_GOAL:_ Decide whether each statement agrees with the ContentScanner class reference: (a) the scan method returns true when more scanning is needed; (b) the scanUntilEndTag method is declared public; (c) nextContent can return a string shorter than requested when the end of file is reached. Give yes or no for each, quoting the words of the text that decide it.

_DOCUMENT EXTRACT:_
▬▬▬▬▬▬▬▬▬▬
Class HTMLScanner.ContentScanner

java.lang.Object
org.htmlunit.cyberneko.HTMLScanner.ContentScanner
All Implemented Interfaces:
HTMLScanner.Scanner
Enclosing class:
HTMLScanner

public class HTMLScanner.ContentScanner extends Object implements HTMLScanner.Scanner
The primary HTML document scanner.
  • Field Details

    • qName_

      private final QName qName_
      A qualified name.
    • attributes_

      private final XMLAttributesImpl attributes_
      Attributes.
  • Constructor Details

    • ContentScanner

      public ContentScanner()
  • Method Details

    • scan

      public boolean scan(boolean complete) throws IOException
      Scan.
      Specified by:
      scan in interface HTMLScanner.Scanner
      Parameters:
      complete - True if the scanner should not return until scanning is complete.
      Returns:
      True if additional scanning is required.
      Throws:
      IOException - Thrown if I/O error occurs.
    • scanUntilEndTag

      private void scanUntilEndTag(String tagName) throws IOException
      Scans the content of
      Parameters:
      tagName - the tag for which content is scanned (one of "noscript", "noframes", "iframe")
      Throws:
      IOException - on error
    • scanScriptContent

      private void scanScriptContent() throws IOException
      Throws:
      IOException
    • nextContent

      protected String nextContent(int len) throws IOException
      Reads the next characters WITHOUT impacting the buffer content up to current offset.
      Parameters:
      len - the number of characters to read
      Returns:
      the read string (length may be smaller if EOF is encountered)
▬▬▬▬▬▬▬▬▬▬
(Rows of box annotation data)
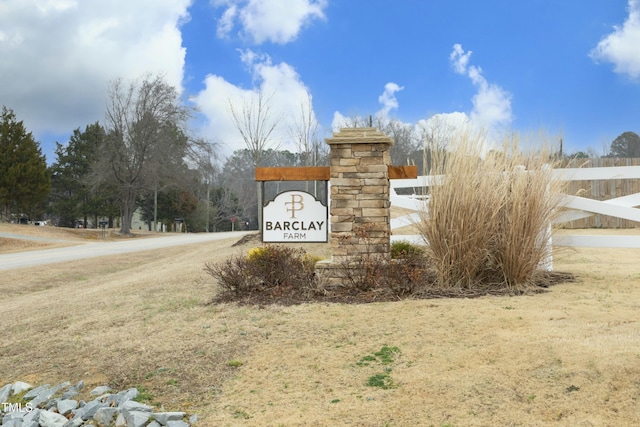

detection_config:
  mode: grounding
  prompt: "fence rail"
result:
[390,158,640,248]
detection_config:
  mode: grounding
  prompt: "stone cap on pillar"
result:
[325,128,393,145]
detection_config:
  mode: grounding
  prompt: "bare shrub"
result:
[204,245,319,298]
[341,229,429,297]
[204,255,256,296]
[418,131,560,290]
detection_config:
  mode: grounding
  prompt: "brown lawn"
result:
[0,227,640,426]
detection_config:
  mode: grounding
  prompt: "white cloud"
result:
[589,0,640,79]
[193,50,315,155]
[0,0,191,137]
[449,43,472,74]
[331,82,404,132]
[213,0,327,44]
[449,44,513,133]
[378,82,404,117]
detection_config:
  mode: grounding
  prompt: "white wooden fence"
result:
[390,166,640,248]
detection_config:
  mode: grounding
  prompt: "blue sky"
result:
[0,0,640,162]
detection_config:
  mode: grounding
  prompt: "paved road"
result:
[0,231,255,270]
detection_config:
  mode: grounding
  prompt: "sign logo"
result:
[284,193,304,218]
[262,191,328,243]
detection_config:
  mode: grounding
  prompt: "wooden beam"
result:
[256,166,418,181]
[389,166,418,179]
[256,166,330,181]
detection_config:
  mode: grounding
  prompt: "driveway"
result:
[0,231,255,270]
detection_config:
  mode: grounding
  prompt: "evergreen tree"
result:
[51,122,119,227]
[0,106,51,218]
[609,132,640,157]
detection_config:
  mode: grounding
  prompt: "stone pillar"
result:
[317,128,393,284]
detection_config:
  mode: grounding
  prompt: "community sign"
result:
[262,191,328,243]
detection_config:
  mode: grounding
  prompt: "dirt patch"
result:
[0,230,640,426]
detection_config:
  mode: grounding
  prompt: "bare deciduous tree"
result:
[289,92,320,166]
[229,88,282,167]
[95,75,192,234]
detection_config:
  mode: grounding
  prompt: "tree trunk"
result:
[120,188,138,235]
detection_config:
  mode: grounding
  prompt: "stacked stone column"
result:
[317,128,393,284]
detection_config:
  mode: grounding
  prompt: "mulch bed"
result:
[211,271,575,307]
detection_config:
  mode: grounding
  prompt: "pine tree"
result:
[0,106,51,218]
[50,122,118,227]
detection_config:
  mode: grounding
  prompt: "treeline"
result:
[0,76,640,233]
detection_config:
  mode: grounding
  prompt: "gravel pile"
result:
[0,381,198,427]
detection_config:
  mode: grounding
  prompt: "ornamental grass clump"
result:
[418,131,560,291]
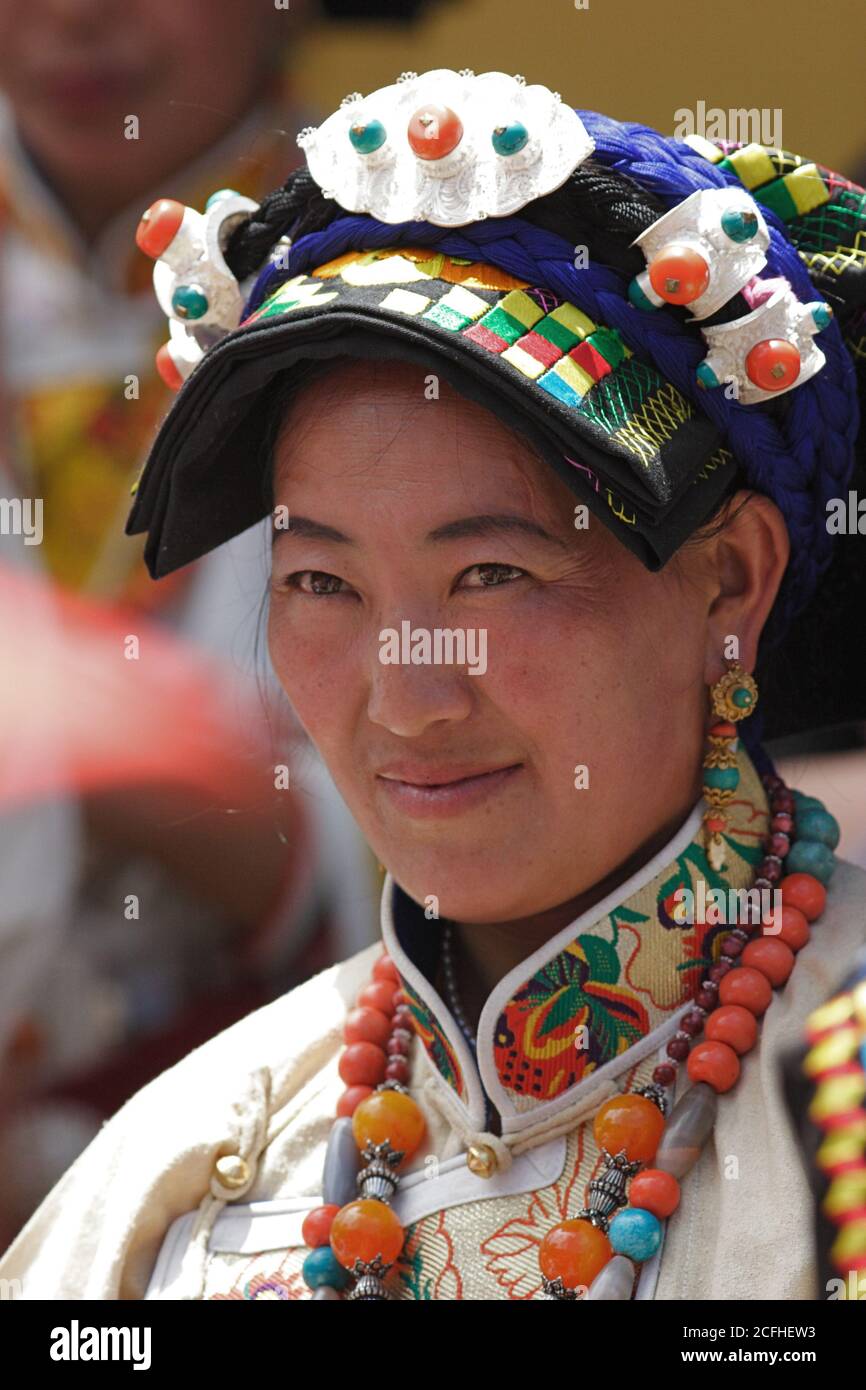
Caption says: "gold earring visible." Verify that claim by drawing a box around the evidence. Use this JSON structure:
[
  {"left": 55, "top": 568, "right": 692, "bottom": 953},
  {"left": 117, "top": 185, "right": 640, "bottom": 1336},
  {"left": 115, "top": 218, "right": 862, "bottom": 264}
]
[{"left": 702, "top": 662, "right": 758, "bottom": 870}]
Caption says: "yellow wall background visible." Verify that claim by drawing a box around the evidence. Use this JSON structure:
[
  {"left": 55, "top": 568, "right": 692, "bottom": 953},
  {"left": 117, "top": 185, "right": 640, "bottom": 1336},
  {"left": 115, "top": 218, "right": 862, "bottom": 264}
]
[{"left": 293, "top": 0, "right": 866, "bottom": 175}]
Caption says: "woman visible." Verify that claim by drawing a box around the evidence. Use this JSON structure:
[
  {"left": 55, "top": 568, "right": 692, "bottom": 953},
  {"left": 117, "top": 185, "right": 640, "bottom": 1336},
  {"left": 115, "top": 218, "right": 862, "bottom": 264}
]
[{"left": 0, "top": 70, "right": 865, "bottom": 1300}]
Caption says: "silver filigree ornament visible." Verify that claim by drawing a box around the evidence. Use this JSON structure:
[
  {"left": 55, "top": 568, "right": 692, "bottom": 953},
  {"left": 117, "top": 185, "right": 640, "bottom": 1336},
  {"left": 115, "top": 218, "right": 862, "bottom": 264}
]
[
  {"left": 698, "top": 279, "right": 833, "bottom": 406},
  {"left": 297, "top": 68, "right": 595, "bottom": 227},
  {"left": 153, "top": 189, "right": 259, "bottom": 379},
  {"left": 630, "top": 188, "right": 770, "bottom": 318}
]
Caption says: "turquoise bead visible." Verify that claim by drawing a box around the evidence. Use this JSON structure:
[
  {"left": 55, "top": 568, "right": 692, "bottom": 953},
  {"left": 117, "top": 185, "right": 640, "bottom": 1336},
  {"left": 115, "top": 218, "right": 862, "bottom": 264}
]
[
  {"left": 721, "top": 207, "right": 758, "bottom": 242},
  {"left": 703, "top": 767, "right": 740, "bottom": 791},
  {"left": 785, "top": 840, "right": 835, "bottom": 884},
  {"left": 349, "top": 120, "right": 388, "bottom": 154},
  {"left": 607, "top": 1207, "right": 662, "bottom": 1264},
  {"left": 300, "top": 1245, "right": 349, "bottom": 1289},
  {"left": 695, "top": 361, "right": 721, "bottom": 391},
  {"left": 171, "top": 285, "right": 207, "bottom": 318},
  {"left": 204, "top": 188, "right": 238, "bottom": 213},
  {"left": 796, "top": 806, "right": 840, "bottom": 849},
  {"left": 491, "top": 121, "right": 530, "bottom": 154},
  {"left": 628, "top": 277, "right": 656, "bottom": 313}
]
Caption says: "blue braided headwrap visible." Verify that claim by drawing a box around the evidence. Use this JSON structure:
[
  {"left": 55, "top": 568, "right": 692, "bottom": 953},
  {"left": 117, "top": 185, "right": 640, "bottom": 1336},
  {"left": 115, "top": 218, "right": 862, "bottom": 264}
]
[{"left": 243, "top": 110, "right": 859, "bottom": 771}]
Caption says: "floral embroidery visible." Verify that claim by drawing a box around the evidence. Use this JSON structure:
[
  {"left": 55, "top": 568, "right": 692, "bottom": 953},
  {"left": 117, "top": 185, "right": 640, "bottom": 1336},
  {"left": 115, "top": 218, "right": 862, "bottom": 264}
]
[
  {"left": 395, "top": 1211, "right": 463, "bottom": 1300},
  {"left": 211, "top": 1275, "right": 309, "bottom": 1302},
  {"left": 400, "top": 976, "right": 467, "bottom": 1099},
  {"left": 493, "top": 751, "right": 767, "bottom": 1108}
]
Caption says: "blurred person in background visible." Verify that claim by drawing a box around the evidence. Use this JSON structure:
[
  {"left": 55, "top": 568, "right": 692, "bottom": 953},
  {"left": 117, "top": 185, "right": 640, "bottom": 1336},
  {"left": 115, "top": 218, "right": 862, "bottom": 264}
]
[{"left": 0, "top": 0, "right": 375, "bottom": 1243}]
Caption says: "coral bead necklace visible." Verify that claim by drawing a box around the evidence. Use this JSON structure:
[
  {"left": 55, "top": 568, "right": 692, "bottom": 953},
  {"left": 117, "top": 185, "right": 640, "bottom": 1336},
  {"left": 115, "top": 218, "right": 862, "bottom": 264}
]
[{"left": 303, "top": 774, "right": 838, "bottom": 1301}]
▬▬▬▬▬▬▬▬▬▬
_TASK SOLUTION:_
(a) Yes: "True if additional scanning is required."
(b) No: "private void scanUntilEndTag(String tagName) throws IOException"
(c) Yes: "the read string (length may be smaller if EOF is encountered)"